## Instructions to follow
Reproduce every line of the material below verbatim, omitting the pictures.

--- Stored records ---

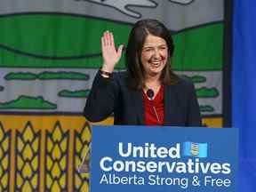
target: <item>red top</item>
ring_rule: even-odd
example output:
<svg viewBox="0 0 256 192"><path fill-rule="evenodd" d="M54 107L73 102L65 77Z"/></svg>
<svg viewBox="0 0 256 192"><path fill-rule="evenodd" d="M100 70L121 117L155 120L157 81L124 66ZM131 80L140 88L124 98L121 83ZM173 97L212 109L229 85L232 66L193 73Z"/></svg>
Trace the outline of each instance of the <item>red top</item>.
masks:
<svg viewBox="0 0 256 192"><path fill-rule="evenodd" d="M157 94L153 100L150 100L147 94L143 92L143 103L144 103L144 114L145 114L145 124L146 125L163 125L164 124L164 89L162 85ZM156 111L154 110L154 108ZM159 122L157 120L157 116Z"/></svg>

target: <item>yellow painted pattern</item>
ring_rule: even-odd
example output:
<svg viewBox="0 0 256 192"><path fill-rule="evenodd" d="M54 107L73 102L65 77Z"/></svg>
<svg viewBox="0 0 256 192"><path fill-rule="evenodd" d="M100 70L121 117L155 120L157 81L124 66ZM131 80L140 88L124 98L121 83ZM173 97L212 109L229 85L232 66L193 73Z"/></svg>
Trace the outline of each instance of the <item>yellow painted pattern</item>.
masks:
<svg viewBox="0 0 256 192"><path fill-rule="evenodd" d="M204 119L221 127L221 118ZM77 167L91 141L84 116L0 116L0 191L88 192L89 173ZM89 159L86 159L89 161Z"/></svg>

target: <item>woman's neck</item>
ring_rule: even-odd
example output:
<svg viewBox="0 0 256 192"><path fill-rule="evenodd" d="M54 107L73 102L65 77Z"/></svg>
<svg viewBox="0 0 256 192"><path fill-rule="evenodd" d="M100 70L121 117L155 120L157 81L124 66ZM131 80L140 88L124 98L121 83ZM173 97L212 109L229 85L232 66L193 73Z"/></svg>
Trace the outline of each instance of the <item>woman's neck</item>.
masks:
<svg viewBox="0 0 256 192"><path fill-rule="evenodd" d="M161 81L159 77L150 76L145 79L145 84L143 87L144 92L146 92L148 89L151 89L154 92L154 98L161 88Z"/></svg>

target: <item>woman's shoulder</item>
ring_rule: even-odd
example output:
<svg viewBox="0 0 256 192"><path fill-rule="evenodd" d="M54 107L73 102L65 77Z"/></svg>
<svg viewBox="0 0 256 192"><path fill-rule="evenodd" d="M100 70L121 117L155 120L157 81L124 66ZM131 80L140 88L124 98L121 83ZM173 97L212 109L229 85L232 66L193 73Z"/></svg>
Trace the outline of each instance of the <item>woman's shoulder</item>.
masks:
<svg viewBox="0 0 256 192"><path fill-rule="evenodd" d="M177 84L175 84L177 87L180 88L180 89L194 89L194 84L191 81L191 79L189 79L189 77L186 76L182 76L182 75L176 75L177 76Z"/></svg>

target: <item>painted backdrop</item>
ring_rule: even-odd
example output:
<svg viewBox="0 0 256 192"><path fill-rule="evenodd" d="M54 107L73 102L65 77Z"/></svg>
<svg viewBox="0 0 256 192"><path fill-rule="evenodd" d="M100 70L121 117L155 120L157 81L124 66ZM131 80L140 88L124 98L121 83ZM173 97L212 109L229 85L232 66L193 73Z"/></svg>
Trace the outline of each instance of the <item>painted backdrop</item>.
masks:
<svg viewBox="0 0 256 192"><path fill-rule="evenodd" d="M125 44L140 19L172 32L173 69L194 82L204 124L223 126L224 9L224 0L1 0L0 191L88 190L76 168L100 36L108 29Z"/></svg>

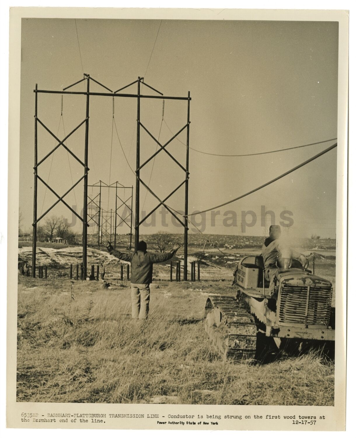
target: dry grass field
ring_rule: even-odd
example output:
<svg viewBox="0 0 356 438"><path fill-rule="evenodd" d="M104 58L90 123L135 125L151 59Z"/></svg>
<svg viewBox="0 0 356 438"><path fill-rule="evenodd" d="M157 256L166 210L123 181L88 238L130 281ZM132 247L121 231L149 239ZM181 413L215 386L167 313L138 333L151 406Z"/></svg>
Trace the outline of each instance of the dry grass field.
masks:
<svg viewBox="0 0 356 438"><path fill-rule="evenodd" d="M142 325L117 272L108 273L109 289L67 276L20 277L18 401L333 405L334 364L317 352L264 365L221 360L203 310L209 293L234 290L231 269L214 266L203 265L194 283L170 283L168 266L156 266ZM318 260L316 270L335 279L335 260Z"/></svg>

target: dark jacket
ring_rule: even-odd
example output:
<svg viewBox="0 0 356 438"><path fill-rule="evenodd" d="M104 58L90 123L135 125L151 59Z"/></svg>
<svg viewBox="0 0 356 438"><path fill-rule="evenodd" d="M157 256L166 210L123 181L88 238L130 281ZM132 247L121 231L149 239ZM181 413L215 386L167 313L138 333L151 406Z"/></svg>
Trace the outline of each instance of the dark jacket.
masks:
<svg viewBox="0 0 356 438"><path fill-rule="evenodd" d="M131 283L134 284L148 284L152 283L153 264L169 260L174 255L176 251L161 254L143 251L127 253L120 252L114 249L109 252L110 254L120 260L130 262Z"/></svg>

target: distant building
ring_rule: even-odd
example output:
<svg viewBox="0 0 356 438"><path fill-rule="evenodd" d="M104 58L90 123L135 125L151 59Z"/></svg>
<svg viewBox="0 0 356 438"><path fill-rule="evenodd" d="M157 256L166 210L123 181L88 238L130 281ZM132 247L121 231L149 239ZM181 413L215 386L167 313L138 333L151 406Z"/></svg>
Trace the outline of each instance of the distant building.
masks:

---

## Answer below
target: <item>red top</item>
ring_rule: even-odd
example output:
<svg viewBox="0 0 256 192"><path fill-rule="evenodd" d="M54 107L73 102L65 77Z"/></svg>
<svg viewBox="0 0 256 192"><path fill-rule="evenodd" d="M100 70L121 117L155 120L157 81L124 66ZM131 80L140 88L124 98L121 83ZM173 97L212 109L229 85L232 66L193 73Z"/></svg>
Trace the outline of each instance of the <item>red top</item>.
masks:
<svg viewBox="0 0 256 192"><path fill-rule="evenodd" d="M157 94L153 100L150 100L147 94L143 92L143 103L144 103L144 114L145 114L145 124L146 125L163 125L164 124L164 89L162 85ZM156 111L154 110L154 108ZM159 122L157 120L157 116Z"/></svg>

target: <item>yellow painted pattern</item>
ring_rule: even-odd
example output:
<svg viewBox="0 0 256 192"><path fill-rule="evenodd" d="M54 107L73 102L65 77Z"/></svg>
<svg viewBox="0 0 256 192"><path fill-rule="evenodd" d="M100 70L121 117L155 120L157 81L124 66ZM131 80L140 88L124 98L121 83ZM173 97L212 109L229 85L232 66L193 73Z"/></svg>
Trace the outline of each instance of the <item>yellow painted pattern</item>.
masks:
<svg viewBox="0 0 256 192"><path fill-rule="evenodd" d="M204 119L221 127L221 118ZM77 167L91 141L84 116L0 116L0 191L88 192L89 173ZM89 159L86 159L89 161Z"/></svg>

target: <item>woman's neck</item>
ring_rule: even-odd
example output:
<svg viewBox="0 0 256 192"><path fill-rule="evenodd" d="M54 107L73 102L65 77Z"/></svg>
<svg viewBox="0 0 256 192"><path fill-rule="evenodd" d="M100 70L121 117L155 120L157 81L124 66ZM131 80L140 88L124 98L121 83ZM173 97L212 109L229 85L232 66L193 73Z"/></svg>
Trace the outline of each instance of the <item>woman's neck</item>.
masks:
<svg viewBox="0 0 256 192"><path fill-rule="evenodd" d="M161 81L159 77L150 76L145 79L145 84L143 87L144 92L146 92L148 89L151 89L154 92L154 98L161 88Z"/></svg>

target: <item>woman's shoulder</item>
ring_rule: even-odd
example output:
<svg viewBox="0 0 256 192"><path fill-rule="evenodd" d="M54 107L73 102L65 77Z"/></svg>
<svg viewBox="0 0 256 192"><path fill-rule="evenodd" d="M100 70L121 117L155 120L157 81L124 66ZM131 80L140 88L124 98L121 83ZM173 97L212 109L229 85L232 66L193 73Z"/></svg>
Trace the outline of each instance of the <item>woman's shoulder</item>.
masks:
<svg viewBox="0 0 256 192"><path fill-rule="evenodd" d="M177 84L175 84L177 87L180 88L180 89L194 89L194 84L191 81L191 79L189 79L189 77L186 76L182 76L182 75L176 75L177 76Z"/></svg>

target: <item>painted backdrop</item>
ring_rule: even-odd
example output:
<svg viewBox="0 0 256 192"><path fill-rule="evenodd" d="M54 107L73 102L65 77Z"/></svg>
<svg viewBox="0 0 256 192"><path fill-rule="evenodd" d="M100 70L121 117L155 120L157 81L124 66ZM131 80L140 88L124 98L121 83ZM173 97L212 109L229 85L232 66L193 73Z"/></svg>
Trace the outline of each instance of the <item>painted backdrop</item>.
masks:
<svg viewBox="0 0 256 192"><path fill-rule="evenodd" d="M125 44L140 19L172 32L173 69L194 82L204 124L223 126L224 9L224 0L1 0L0 191L88 190L76 168L100 36L108 29Z"/></svg>

target: dry grass field
ring_rule: even-odd
example output:
<svg viewBox="0 0 356 438"><path fill-rule="evenodd" d="M104 58L90 123L135 125L151 59Z"/></svg>
<svg viewBox="0 0 356 438"><path fill-rule="evenodd" d="M157 256L166 210L123 181L88 238L130 281ZM132 247L121 231L149 239ZM181 413L215 386L167 313L138 333L151 406Z"/></svg>
Trace the outline of each instance of the dry grass field.
masks:
<svg viewBox="0 0 356 438"><path fill-rule="evenodd" d="M142 325L117 272L108 273L109 289L67 276L20 277L18 401L333 405L334 364L317 352L264 365L221 360L203 310L209 293L234 290L231 269L214 266L203 265L194 283L170 283L168 266L156 266ZM318 260L316 270L335 279L335 260Z"/></svg>

target: dark jacket
ring_rule: even-odd
example output:
<svg viewBox="0 0 356 438"><path fill-rule="evenodd" d="M104 58L90 123L135 125L151 59Z"/></svg>
<svg viewBox="0 0 356 438"><path fill-rule="evenodd" d="M157 256L166 210L123 181L88 238L130 281ZM132 247L121 231L149 239ZM181 413L215 386L167 313L138 333L151 406Z"/></svg>
Trace the outline of each instance of the dark jacket.
masks:
<svg viewBox="0 0 356 438"><path fill-rule="evenodd" d="M131 283L134 284L148 284L152 283L153 264L169 260L174 255L176 251L161 254L143 251L127 253L120 252L114 249L109 252L110 254L120 260L130 262Z"/></svg>

target: distant building
ring_rule: even-odd
example output:
<svg viewBox="0 0 356 438"><path fill-rule="evenodd" d="M104 58L90 123L135 125L151 59Z"/></svg>
<svg viewBox="0 0 356 438"><path fill-rule="evenodd" d="M157 256L166 210L123 181L88 238L130 281ZM132 247L121 231L149 239ZM181 413L215 386L167 313L138 333L151 406Z"/></svg>
Trace the outline of each instance of the distant building.
masks:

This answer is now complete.